Repeat the lines below word for word, but leave any pictures out of your answer.

---------- DATA ROWS

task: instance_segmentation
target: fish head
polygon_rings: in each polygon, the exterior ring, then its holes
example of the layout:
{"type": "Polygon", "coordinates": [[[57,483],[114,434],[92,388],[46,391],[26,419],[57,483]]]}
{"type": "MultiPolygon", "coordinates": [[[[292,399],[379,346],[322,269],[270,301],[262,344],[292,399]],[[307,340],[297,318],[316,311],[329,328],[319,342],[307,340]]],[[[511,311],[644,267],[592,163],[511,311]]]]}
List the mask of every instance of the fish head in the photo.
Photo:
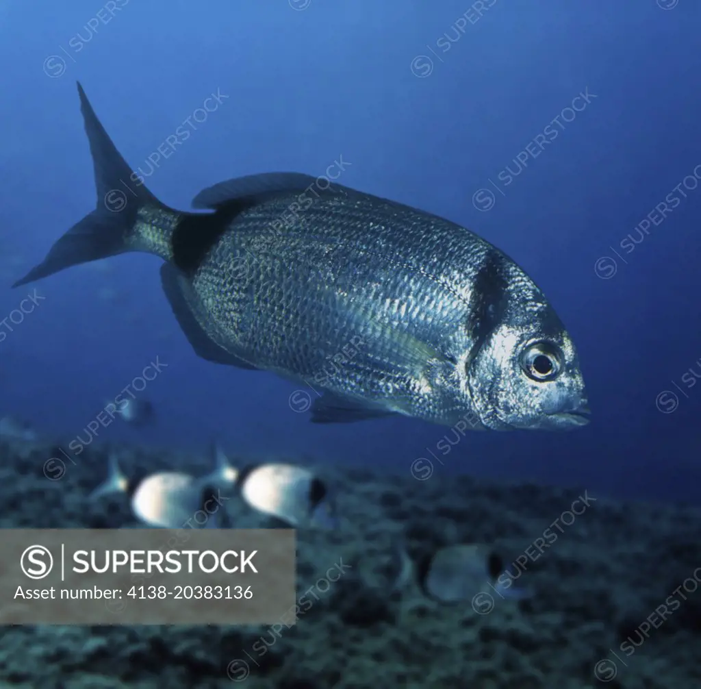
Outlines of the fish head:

--------------------

ANSWER BELOW:
task: instance_segmentation
target: fish head
polygon_rings: in each polygon, the exterior ring, then its holes
example of the layout:
{"type": "Polygon", "coordinates": [[[57,483],[114,434],[92,388],[46,391],[26,419],[57,483]]]}
{"type": "MultiPolygon", "coordinates": [[[[292,399],[379,346],[322,269],[270,301],[262,344],[292,399]],[[307,340],[297,318],[316,311],[329,328],[319,342],[307,340]]],[[[511,311],[644,267],[592,163],[511,311]]]]}
List the mask of every instance of the fish head in the photo.
Photo:
Outlines of the fish head:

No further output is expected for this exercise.